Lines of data
_ _ _ _ _ _ _

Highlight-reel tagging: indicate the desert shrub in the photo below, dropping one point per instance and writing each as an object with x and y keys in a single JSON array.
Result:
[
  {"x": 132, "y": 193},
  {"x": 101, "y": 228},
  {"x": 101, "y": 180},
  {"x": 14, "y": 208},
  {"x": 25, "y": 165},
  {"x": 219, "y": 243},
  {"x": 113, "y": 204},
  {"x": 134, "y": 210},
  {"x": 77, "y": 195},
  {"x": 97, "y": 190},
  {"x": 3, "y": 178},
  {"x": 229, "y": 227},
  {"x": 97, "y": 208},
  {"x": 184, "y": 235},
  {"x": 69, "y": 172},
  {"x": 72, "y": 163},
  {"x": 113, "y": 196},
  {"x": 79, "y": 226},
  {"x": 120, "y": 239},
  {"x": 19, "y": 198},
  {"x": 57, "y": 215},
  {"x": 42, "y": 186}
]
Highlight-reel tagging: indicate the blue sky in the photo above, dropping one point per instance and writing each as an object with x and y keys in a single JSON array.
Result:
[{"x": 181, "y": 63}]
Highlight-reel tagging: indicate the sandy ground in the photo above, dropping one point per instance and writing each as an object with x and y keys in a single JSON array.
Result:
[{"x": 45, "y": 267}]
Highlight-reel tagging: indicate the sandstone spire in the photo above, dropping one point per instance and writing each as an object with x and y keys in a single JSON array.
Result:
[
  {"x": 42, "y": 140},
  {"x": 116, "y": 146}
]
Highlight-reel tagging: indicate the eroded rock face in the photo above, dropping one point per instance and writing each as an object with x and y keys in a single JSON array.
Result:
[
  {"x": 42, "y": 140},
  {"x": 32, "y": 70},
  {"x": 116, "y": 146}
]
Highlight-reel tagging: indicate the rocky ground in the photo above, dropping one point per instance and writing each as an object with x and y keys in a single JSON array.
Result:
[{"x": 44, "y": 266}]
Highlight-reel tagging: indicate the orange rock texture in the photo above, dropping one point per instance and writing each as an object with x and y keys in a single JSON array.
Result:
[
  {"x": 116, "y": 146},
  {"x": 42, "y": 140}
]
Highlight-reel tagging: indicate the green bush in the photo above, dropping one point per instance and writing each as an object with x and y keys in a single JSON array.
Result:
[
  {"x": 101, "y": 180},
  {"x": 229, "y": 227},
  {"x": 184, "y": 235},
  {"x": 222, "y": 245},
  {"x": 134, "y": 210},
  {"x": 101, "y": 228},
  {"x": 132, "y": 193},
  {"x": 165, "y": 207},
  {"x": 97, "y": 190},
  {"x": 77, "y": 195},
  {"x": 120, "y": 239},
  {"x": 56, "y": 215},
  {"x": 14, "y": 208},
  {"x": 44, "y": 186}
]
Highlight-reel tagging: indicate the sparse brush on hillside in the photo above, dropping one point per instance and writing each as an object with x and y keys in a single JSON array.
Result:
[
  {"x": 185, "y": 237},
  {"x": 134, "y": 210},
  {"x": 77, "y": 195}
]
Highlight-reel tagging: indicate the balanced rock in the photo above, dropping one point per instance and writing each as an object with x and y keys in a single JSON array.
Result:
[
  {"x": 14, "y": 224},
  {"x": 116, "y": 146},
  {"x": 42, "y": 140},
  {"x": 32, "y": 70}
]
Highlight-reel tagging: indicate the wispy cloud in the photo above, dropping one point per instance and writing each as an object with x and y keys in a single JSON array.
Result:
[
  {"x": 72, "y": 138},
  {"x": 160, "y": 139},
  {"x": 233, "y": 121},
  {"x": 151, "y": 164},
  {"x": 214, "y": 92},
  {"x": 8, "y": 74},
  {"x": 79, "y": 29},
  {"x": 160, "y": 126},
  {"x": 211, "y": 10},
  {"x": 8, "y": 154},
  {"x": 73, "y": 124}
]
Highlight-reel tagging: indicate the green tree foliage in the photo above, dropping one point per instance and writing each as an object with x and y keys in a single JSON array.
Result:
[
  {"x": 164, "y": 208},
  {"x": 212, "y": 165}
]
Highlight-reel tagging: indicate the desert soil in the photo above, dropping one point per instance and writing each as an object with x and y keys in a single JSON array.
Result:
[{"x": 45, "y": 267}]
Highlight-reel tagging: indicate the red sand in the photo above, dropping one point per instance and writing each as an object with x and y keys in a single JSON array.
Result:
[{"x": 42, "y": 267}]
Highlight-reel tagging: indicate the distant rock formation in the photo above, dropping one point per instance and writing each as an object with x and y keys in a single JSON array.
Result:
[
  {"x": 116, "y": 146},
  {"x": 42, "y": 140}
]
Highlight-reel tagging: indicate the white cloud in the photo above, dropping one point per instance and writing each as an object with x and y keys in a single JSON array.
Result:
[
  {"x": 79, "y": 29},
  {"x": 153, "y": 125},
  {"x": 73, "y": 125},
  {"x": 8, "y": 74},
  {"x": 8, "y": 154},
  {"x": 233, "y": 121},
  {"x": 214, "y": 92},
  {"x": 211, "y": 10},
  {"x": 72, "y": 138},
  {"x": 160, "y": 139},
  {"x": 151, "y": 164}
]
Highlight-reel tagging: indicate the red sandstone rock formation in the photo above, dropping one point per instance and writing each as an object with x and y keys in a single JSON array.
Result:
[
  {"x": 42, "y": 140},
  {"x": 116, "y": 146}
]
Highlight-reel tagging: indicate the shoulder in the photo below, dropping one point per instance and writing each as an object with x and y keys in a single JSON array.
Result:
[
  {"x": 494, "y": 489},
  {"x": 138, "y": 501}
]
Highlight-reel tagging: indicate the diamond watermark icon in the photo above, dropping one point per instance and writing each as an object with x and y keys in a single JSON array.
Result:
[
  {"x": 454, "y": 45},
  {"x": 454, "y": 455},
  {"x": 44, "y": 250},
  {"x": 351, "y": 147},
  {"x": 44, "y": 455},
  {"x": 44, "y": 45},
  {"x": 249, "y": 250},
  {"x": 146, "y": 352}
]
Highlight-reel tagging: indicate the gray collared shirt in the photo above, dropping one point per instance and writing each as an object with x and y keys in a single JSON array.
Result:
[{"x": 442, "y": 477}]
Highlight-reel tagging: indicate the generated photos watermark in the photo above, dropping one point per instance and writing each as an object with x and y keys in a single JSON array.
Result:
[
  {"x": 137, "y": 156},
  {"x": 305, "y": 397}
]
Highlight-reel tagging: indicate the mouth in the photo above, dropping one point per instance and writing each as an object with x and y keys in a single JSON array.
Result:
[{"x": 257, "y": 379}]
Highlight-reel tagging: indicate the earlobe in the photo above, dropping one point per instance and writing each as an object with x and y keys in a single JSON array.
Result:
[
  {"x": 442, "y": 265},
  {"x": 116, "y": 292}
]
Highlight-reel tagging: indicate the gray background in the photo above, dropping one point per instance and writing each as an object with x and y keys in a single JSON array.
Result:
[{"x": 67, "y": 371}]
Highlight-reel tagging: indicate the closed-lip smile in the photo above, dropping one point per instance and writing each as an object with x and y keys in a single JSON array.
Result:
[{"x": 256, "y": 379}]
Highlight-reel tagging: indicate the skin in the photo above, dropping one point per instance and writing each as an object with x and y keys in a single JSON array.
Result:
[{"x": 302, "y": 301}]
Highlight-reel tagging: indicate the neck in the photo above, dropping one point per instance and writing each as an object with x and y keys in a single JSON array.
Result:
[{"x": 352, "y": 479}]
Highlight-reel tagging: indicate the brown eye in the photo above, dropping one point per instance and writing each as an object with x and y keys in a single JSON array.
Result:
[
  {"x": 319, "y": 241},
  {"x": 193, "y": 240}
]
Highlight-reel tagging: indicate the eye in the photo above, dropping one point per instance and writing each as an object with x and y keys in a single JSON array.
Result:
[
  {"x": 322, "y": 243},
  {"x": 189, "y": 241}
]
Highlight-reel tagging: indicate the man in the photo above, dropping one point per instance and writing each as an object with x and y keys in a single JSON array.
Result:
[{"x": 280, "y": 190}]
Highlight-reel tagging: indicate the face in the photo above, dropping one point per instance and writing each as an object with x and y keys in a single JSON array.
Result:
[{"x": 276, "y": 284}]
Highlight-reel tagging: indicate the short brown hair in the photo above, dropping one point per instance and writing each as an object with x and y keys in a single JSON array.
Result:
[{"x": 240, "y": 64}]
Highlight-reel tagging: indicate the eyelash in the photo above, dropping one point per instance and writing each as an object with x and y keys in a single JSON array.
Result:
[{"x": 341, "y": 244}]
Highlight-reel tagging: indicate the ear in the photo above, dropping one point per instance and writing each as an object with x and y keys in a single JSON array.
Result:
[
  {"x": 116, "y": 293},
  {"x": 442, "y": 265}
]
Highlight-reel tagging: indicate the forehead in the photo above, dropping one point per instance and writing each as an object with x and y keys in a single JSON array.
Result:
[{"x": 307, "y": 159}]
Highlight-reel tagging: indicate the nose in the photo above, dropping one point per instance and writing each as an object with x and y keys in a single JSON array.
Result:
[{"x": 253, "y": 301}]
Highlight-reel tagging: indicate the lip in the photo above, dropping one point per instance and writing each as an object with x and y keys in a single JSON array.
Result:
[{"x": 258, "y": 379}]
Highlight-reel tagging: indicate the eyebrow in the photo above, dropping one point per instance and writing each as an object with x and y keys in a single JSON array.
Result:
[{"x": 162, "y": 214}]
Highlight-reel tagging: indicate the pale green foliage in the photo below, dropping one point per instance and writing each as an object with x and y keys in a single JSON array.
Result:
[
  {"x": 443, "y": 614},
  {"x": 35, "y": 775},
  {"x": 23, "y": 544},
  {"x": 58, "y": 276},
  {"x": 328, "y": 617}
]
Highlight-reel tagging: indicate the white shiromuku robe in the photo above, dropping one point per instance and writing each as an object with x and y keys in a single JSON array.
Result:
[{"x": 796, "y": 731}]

_ _ _ _ _ _ _

Given request
Every line from the one holding "Highlight-reel tagging: indicate the eyebrow" through the final line of the listing must be echoed exactly; leave out all other lines.

Right answer
Highlight-reel tagging: indicate the eyebrow in the photo above, dropping one point per instance and writing each as an object with x and y keys in a single JSON array.
Result:
[{"x": 162, "y": 214}]
Highlight-reel tagging: indicate the pale green foliage in the photo below, dropping one point per instance and writing each as an object with x and y keys in a single JSON array.
Result:
[
  {"x": 443, "y": 614},
  {"x": 35, "y": 775},
  {"x": 23, "y": 544},
  {"x": 58, "y": 276},
  {"x": 328, "y": 617}
]
Highlight-reel tagging: indicate the white shiromuku robe in the photo above, dropping one point per instance and writing each as an object with x and y keys in a single JSON array.
Result:
[{"x": 796, "y": 731}]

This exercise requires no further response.